§ **文書抜粋**
>>>

送り届けられたこの詩を、母のアンはウォルターの兄のジェムにだけ見せたとあります。そして、ウォルターは誰かを突き殺してはいないが、見てしまったんだ、彼より図太い自分でさえ、と言いかけて言葉を濁すジェムは、自分の二人の息子たちのことをも考えずにはいられません。
そしてアン自身は「落ち着き払って」こう言うのです。「今にしてみれば、ウォルターが生きて還ってこなかったのは、幸いだったと思うのよ。あの子は戦争の記憶をもっては生きていかれなかったでしょうよ……無駄に犠牲になった多くの尊い命を目にしたのなら、そのおぞましい恐怖の記憶が脳裏に焼きついて離れなかった……。」
「アンの娘リラ」の中で、アンがどれだけウォルターを愛し、その死を悲しんだかを私は知っています。その彼女が「生きて還ってこなかったのはよかった」と「落ち着き払って」言い切る。アンでなければ言えず、モンゴメリでなければ言わせられないことばです。ウォルターを誰よりもよく知り、愛している母だからこそ言えることばです。深く激しい愛とともに、厳しい冷たさや強さも常に秘めていたモンゴメリにしか書けないことばです。
「アンの娘リラ」を読み返すたび、私はウォルターを失い、アンと別れを告げたと思って来ました。私の思いや知識を彼らに伝えることは、永遠にかなわないと実感してきました。しかし、そうではありませんでした。ウォルターは戦場で、パウルと同じように殺した敵を「弟のような」人間として見ていました。彼は勇敢な兵士として祖国のために死んだのではなく、人を殺すことを苦しみつづけていました。それを理解した母のアンが「死んでよかった、生きて帰らなくてよかった」と冷静に断言するほど、彼のその悲しみは深かったのです。
そして作者のモンゴメリは、第二次大戦のただ中にあって、死の間際まで戦争を嫌悪する小説を書き、それを世に出そうと努力していたのです。
村岡恵理「アンのゆりかご ―村岡花子の生涯」(新潮文庫)を読むと、村岡花子もまた、戦争中に必死になって「赤毛のアン」の原稿を守り、さまざまな障害をのりこえて翻訳を続けたことがわかります。その彼女が見ないまま死んだ「アンの想い出の日々」の原稿も長いこと放置されていたのが発見され、孫娘の手で翻訳され、今こうやって私のもとまで届いてきました。
おかげで私は、ウォルターもアンも、私と同じ思いで生きるようになっていたことを知りました。他愛もないことかもしれませんが、これは私にとってやはり大きな幸福です。「生きていてよかった」とさえ、心から口にしないではいられません。

<<<

§ **課題 1**
文書抜粋によると、母のアンは送り届けられたウォルターの詩を誰にだけ見せましたか。
データの行は文書抜粋とは関係がありません。

§ **データ**
>>>

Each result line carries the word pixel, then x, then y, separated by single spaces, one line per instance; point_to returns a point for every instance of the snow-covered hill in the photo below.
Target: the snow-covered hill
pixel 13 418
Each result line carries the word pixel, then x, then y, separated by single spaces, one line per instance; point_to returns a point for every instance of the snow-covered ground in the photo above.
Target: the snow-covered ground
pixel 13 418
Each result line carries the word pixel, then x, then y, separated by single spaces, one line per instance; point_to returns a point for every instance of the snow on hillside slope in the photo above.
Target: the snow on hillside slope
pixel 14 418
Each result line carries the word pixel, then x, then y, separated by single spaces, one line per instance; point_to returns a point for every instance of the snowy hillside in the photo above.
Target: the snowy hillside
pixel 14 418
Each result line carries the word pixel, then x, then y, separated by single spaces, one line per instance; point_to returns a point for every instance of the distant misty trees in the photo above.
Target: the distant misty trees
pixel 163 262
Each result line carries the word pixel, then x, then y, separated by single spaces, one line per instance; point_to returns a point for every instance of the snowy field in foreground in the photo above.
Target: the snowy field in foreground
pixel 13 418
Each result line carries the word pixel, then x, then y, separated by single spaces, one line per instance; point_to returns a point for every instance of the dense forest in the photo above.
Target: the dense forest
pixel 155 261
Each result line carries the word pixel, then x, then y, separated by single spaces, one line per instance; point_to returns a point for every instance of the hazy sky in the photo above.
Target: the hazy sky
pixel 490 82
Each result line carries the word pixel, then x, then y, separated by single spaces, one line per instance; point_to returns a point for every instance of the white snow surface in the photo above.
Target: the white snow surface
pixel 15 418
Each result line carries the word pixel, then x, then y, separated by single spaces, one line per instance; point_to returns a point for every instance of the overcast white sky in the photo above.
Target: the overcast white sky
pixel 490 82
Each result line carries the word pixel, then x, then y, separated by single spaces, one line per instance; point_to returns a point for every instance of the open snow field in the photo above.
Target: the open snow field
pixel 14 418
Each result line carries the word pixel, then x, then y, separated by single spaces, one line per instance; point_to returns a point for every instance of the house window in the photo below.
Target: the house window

<<<

§ **課題 2**
データの行のうち、「slope in the photo above.」を含む行から「pixel 163 262」を含む行までを、両端の行も含めて一字一句そのまま書き写してください。

§ **解答 1**
ウォルターの兄のジェムにだけ見せました。

§ **解答 2**
Each result line carries the word pixel, then x, then y, separated by single spaces, one line per instance; point_to returns a point for every instance of the snow on hillside slope in the photo above.
Target: the snow on hillside slope
pixel 14 418
Each result line carries the word pixel, then x, then y, separated by single spaces, one line per instance; point_to returns a point for every instance of the snowy hillside in the photo above.
Target: the snowy hillside
pixel 14 418
Each result line carries the word pixel, then x, then y, separated by single spaces, one line per instance; point_to returns a point for every instance of the distant misty trees in the photo above.
Target: the distant misty trees
pixel 163 262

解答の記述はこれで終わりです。